• [Exercise aim]: Write out the whole listing exactly as it stands.

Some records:
◆ ◆ ◆

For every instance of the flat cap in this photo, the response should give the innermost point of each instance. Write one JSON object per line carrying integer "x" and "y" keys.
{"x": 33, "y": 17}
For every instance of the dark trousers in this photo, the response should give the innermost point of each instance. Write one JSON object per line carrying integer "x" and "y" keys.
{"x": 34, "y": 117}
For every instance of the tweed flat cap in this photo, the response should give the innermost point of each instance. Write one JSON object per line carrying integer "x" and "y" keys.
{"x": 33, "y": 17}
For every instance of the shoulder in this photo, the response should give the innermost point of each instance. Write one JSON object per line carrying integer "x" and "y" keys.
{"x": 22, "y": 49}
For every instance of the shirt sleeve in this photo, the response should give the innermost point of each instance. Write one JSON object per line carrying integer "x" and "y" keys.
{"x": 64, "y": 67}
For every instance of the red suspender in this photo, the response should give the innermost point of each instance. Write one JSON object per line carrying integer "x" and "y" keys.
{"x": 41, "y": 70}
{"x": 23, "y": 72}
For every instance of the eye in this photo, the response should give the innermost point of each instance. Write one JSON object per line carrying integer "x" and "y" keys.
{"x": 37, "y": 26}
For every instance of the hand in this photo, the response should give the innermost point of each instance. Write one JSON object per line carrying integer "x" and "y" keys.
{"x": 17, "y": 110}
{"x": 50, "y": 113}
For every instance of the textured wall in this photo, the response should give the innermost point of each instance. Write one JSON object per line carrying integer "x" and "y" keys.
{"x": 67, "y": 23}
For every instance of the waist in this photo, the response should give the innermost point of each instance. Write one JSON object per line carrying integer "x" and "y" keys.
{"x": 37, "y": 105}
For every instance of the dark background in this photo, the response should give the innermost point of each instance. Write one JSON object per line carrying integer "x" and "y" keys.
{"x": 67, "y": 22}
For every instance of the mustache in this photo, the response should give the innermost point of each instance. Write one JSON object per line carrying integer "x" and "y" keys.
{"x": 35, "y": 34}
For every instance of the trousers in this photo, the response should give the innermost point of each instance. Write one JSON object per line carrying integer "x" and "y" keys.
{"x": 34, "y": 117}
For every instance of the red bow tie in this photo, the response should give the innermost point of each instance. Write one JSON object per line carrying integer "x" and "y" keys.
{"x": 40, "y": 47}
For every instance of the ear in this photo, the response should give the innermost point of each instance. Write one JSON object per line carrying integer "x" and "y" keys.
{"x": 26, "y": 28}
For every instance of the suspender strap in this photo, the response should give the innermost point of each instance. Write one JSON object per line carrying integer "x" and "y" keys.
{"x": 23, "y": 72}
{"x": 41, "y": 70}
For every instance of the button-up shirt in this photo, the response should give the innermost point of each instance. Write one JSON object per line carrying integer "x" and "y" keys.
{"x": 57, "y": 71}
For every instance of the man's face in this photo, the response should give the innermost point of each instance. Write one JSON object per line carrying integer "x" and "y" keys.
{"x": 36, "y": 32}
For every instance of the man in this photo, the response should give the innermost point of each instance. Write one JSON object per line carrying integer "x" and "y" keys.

◆ ◆ ◆

• [Result for this task]:
For every instance of the flat cap in this photo, the response should give the innermost point of each instance. Write one JSON object per line carrying integer "x" and "y" keys.
{"x": 33, "y": 17}
For every instance of the dark trousers in this photo, the response should give the innermost point of each instance. Write one JSON object per line carrying integer "x" and "y" keys.
{"x": 34, "y": 117}
For every instance of the tweed flat cap in this photo, the response should give the innermost point of each instance. Write one JSON object per line carrying integer "x" and "y" keys.
{"x": 33, "y": 17}
For every instance of the shoulder in this photo, the response should give the innermost point of each instance. Write one JSON object per line carrying integer "x" and "y" keys.
{"x": 22, "y": 49}
For every instance of the shirt sleeve in this photo, the response should give the innermost point of each instance. Write one JSON object per line carrying integer "x" and "y" keys.
{"x": 64, "y": 67}
For every instance of the red suspender in this photo, the response should give the innermost point of each instance. Write one JSON object per line carrying integer "x" and "y" keys.
{"x": 41, "y": 70}
{"x": 23, "y": 72}
For every instance of the eye in this photo, the response should give the innermost point of each instance. Write one JSON object per line carrying integer "x" and "y" keys.
{"x": 37, "y": 26}
For every instance of the hand in this photo, the response should give the innermost point of each instance. Write one JSON object per line carrying integer "x" and "y" keys.
{"x": 17, "y": 110}
{"x": 50, "y": 113}
For every instance of the textured wall in this photo, the response should give the innermost point of each instance. Write one JSON object per line carrying integer "x" and "y" keys.
{"x": 67, "y": 23}
For every instance of the waist in this photo, the response should give the innermost point of each instance. Write one JSON object per line carrying integer "x" and "y" keys.
{"x": 37, "y": 105}
For every instance of the dark background in this photo, the response should give the innermost point of each instance. Write one JSON object per line carrying integer "x" and "y" keys.
{"x": 67, "y": 22}
For every instance of the mustache in this photo, the response should give the innermost point of each instance. Write one JSON object per line carrying integer "x" and "y" keys.
{"x": 35, "y": 34}
For every instance of the trousers in this photo, the response should give the innermost point of each instance. Write one JSON object per line carrying integer "x" and "y" keys.
{"x": 34, "y": 117}
For every instance of the red bow tie in this photo, the response should give the innermost point of each instance. Write one JSON object per line carrying integer "x" and "y" keys.
{"x": 40, "y": 47}
For every instance of the ear in this photo, the response should give the innermost point of each instance. Write one JSON object per line carrying integer "x" and "y" keys.
{"x": 26, "y": 28}
For every instance of the suspender strap in this photo, the response should give the innermost point of each instance. Write one JSON object per line carrying integer "x" and "y" keys.
{"x": 23, "y": 72}
{"x": 41, "y": 70}
For every instance of the button-up shirt in this photo, the response should give the innermost point of each instance. Write one JSON object per line carrying integer "x" and "y" keys.
{"x": 57, "y": 71}
For every instance of the man's face in this photo, the response should give the innermost point of each instance. Write one JSON object per line carrying integer "x" and "y" keys.
{"x": 36, "y": 32}
For every instance of the man in this photo, the response should give the innermost point of each instance. Write one JSON object per line carrying integer "x" and "y" keys.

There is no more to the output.